Problem statement
In the items below, copy every line without any change, from the line with "form: [[227, 135]]." up to and including the line with "[[111, 109], [489, 187], [843, 114]]".
* start Source data *
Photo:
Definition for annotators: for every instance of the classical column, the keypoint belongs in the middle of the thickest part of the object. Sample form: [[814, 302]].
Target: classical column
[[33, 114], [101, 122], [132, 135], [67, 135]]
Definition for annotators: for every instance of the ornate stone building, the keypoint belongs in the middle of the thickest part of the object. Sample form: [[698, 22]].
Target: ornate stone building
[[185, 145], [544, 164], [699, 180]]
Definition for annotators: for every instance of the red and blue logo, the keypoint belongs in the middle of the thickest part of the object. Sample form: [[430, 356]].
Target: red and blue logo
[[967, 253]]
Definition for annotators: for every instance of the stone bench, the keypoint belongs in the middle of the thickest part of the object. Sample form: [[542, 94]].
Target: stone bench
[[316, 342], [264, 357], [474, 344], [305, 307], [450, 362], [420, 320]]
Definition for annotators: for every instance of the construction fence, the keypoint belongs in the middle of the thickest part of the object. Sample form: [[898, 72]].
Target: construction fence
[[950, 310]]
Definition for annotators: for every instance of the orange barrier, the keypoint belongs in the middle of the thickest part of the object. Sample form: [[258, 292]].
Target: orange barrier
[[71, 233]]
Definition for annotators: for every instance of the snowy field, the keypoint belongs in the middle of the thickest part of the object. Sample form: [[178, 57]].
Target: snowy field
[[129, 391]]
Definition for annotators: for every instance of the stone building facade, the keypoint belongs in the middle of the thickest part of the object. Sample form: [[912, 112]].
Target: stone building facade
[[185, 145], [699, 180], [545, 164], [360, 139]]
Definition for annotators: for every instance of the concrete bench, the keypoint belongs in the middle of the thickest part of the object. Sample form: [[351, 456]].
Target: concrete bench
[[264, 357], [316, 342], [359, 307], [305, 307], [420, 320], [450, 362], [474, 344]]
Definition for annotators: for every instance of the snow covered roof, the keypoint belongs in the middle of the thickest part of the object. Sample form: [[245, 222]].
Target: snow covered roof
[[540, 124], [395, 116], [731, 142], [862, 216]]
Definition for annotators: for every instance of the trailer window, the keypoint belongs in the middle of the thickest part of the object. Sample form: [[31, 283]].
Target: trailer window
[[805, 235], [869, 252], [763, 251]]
* end Source data *
* start Source data *
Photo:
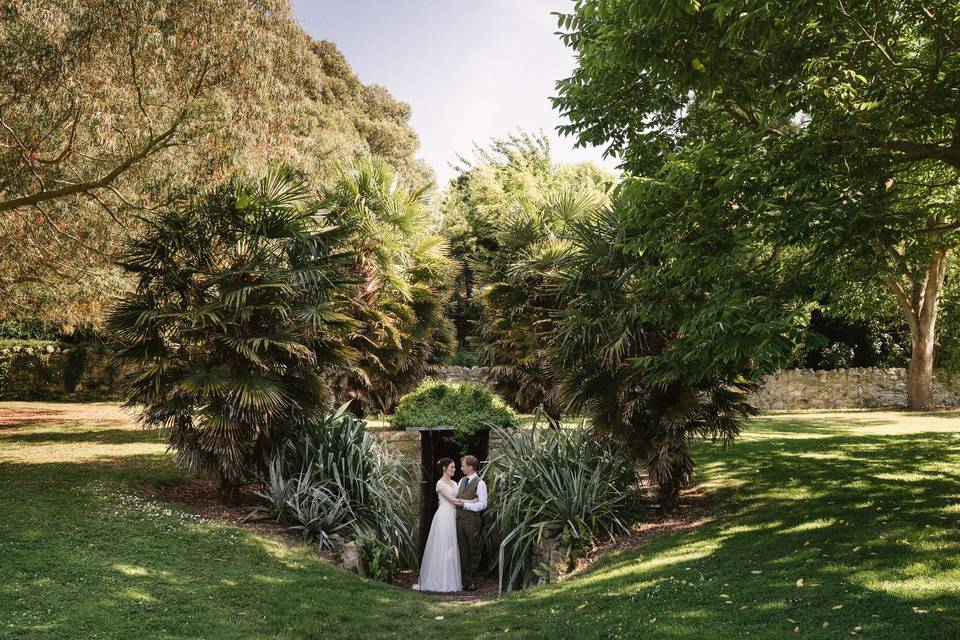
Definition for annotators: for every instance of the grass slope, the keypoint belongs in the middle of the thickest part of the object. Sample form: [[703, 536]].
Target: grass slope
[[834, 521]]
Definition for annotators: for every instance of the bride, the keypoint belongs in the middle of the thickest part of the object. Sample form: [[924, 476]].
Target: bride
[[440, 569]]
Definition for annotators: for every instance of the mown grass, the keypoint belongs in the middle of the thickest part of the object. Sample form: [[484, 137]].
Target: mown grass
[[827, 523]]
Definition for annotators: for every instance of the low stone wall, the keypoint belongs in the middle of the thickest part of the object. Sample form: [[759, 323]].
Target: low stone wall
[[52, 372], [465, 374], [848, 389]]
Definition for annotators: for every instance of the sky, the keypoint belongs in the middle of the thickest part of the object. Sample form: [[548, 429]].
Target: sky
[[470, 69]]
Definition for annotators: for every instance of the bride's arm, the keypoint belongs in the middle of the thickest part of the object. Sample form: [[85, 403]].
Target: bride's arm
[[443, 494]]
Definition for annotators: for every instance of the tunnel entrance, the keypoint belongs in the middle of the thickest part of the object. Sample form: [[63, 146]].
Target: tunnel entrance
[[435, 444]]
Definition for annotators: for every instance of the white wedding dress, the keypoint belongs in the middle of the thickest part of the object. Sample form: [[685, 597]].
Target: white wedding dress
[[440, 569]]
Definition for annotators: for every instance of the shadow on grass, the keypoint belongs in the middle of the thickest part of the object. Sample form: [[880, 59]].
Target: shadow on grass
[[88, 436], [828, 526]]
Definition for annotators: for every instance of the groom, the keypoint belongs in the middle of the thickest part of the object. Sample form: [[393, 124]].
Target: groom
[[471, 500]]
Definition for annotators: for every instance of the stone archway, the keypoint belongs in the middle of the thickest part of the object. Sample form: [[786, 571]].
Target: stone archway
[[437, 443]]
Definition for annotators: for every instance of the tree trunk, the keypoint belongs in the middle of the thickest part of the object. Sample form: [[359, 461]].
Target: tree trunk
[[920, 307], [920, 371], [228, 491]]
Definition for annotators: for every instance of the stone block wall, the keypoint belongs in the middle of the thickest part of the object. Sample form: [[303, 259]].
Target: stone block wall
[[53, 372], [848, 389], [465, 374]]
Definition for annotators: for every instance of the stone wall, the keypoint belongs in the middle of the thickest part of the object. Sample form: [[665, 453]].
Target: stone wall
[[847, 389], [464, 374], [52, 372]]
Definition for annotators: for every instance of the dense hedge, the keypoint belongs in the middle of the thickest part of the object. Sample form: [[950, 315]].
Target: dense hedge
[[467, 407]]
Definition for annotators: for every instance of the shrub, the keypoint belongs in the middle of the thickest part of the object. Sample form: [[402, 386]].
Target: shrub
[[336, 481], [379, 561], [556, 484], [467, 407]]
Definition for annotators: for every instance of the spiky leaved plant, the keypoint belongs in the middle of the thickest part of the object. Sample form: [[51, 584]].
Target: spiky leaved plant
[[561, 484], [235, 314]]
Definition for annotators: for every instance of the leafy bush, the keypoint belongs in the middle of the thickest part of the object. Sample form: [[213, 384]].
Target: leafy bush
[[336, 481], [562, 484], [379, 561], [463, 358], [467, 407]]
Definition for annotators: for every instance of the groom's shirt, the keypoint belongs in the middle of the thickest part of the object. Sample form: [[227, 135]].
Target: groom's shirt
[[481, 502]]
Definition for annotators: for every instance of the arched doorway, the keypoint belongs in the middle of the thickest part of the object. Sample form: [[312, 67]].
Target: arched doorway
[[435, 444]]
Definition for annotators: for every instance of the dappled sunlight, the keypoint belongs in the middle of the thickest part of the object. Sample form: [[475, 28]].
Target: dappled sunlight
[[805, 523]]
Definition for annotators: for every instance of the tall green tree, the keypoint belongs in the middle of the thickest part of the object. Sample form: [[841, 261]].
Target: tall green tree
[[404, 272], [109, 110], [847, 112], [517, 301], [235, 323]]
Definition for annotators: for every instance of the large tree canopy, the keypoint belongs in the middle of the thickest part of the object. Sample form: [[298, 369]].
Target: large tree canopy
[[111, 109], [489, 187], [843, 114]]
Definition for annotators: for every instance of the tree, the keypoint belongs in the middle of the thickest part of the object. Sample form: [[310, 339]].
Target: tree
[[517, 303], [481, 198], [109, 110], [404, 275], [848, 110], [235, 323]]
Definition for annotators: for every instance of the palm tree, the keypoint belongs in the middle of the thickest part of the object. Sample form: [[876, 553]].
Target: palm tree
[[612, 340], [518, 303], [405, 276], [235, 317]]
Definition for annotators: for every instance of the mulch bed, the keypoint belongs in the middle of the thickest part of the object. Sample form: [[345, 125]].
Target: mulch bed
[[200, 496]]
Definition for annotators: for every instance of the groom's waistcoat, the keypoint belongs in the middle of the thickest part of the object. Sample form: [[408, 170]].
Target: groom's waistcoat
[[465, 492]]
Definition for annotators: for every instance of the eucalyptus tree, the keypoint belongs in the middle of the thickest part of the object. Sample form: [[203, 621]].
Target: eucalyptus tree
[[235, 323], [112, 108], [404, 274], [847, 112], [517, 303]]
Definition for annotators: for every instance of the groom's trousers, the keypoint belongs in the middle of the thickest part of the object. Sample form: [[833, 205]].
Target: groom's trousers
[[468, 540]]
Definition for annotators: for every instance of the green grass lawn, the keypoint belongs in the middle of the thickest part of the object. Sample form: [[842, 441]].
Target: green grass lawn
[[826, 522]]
* end Source data *
Completed task
Definition for annotators: for every instance of the groom's shirt, the keypoint belongs in the middle of the thickest part of the object. Sample form: [[227, 135]].
Target: groom's shirt
[[481, 502]]
Definition for annotators: for every instance of the arched doorway, the keypoint belongs in the middle of the thickest part of the object. Sample form: [[312, 67]].
Target: arched doorway
[[435, 444]]
Definition for annotators: for every instance of the dappled sunlight, the keypoint belongs in the middle of the thickest part of the object. Sample form: [[475, 28]].
Target: dappled sunlight
[[805, 523]]
Definition for annotators: for every instance of the tall green tree, the keypoint belongs in the middle of the thickest part of the object. Sample form: [[841, 261]].
Target: tall green tree
[[404, 272], [109, 110], [847, 112], [517, 301], [235, 323]]
Definition for annotators: for every instance of the large tree canopy, the keypoint belongs in the middle of the thickest part of the object. Sample form: [[298, 369]].
Target: large tree canopy
[[111, 109], [489, 187], [843, 114]]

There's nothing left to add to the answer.